WORK TO BE COMPLETED -
Copy the stretch of the Job devotional from "Still Another Review" through "warning (Prologue 1-2).", substituting "severe" for "harsh".

READING TEXT -
****************************************

Gordon E. Johnson

DEVOTIONALS from the Book of Job

THE LIFE OF JOB – LESSONS IN HOLINESS AND HUMILITY 

God's final word to Job and he listens

Job 40 -41

Gordon E. Johnson
Rio Grande Bible Institute

Still Another Review of God's Mercy and Grace to Job in his Sufferings

God had earlier issued His challenge to Job in His initial word with a pertinent question. "Who is this who darkens counsel by words without knowledge?  Now prepare yourself like a man; I will question you, and you shall answer me" (Job 38:2, 3).

While God's first words to Job may appear to be harsh, they were was both necessary and true. Job indeed had had a deep heart relationship with God. God informs the reader of that fact in the prologue. Job's profound struggles in the loss of all that was dear to him were compounded by the absence of any overt sin on his conscience. In fact, he was the obedient priest of the family when his material belongings, family, wife and health abruptly collapsed around him without warning (Prologue 1-2).

In the succeeding months Job would seek an answer to his plight. In the midst of doubt and darkness on occasion, the clouds cleared. "Though He slay me, yet will I trust Him" (13:15). "Surely even now my witness is in Heaven" (16:19). "For I know that my Redeemer lives and He shall stand at last on the earth . . . in my flesh I shall see God" (19:25-27).

****************************************

DATA SUPPLIED -
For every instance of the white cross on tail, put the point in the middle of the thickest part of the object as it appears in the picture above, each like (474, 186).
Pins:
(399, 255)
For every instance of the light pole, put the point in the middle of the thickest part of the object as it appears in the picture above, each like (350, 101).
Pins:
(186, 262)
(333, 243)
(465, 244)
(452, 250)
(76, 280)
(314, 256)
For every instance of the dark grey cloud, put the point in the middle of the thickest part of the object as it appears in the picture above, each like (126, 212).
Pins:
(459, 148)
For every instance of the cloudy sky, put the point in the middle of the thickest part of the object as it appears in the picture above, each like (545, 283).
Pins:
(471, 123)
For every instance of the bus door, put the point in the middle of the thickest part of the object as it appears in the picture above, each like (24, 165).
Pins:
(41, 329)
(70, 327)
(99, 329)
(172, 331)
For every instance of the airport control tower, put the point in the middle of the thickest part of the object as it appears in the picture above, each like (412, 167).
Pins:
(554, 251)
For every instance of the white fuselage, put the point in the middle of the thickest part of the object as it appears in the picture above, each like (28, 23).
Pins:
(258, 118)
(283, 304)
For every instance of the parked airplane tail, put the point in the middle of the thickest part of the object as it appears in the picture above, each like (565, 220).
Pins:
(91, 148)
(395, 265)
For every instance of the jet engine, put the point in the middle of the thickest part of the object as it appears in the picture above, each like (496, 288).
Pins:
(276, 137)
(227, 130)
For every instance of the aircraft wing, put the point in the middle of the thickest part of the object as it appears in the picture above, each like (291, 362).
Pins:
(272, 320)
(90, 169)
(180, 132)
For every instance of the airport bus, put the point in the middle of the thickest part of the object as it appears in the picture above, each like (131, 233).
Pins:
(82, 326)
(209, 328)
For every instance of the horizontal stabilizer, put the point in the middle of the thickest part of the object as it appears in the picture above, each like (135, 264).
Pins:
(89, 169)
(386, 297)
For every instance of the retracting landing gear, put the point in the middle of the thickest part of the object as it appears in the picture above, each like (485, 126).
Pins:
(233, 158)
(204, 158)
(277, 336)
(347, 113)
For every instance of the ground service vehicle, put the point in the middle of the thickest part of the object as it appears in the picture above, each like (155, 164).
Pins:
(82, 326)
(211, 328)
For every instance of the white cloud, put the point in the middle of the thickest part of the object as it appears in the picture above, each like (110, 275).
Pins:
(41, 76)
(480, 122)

****************************************

ANSWER SPACE -
Still Another Review of God's Mercy and Grace to Job in his Sufferings

God had earlier issued His challenge to Job in His initial word with a pertinent question. "Who is this who darkens counsel by words without knowledge?  Now prepare yourself like a man; I will question you, and you shall answer me" (Job 38:2, 3).

While God's first words to Job may appear to be severe, they were was both necessary and true. Job indeed had had a deep heart relationship with God. God informs the reader of that fact in the prologue. Job's profound struggles in the loss of all that was dear to him were compounded by the absence of any overt sin on his conscience. In fact, he was the obedient priest of the family when his material belongings, family, wife and health abruptly collapsed around him without warning (Prologue 1-2).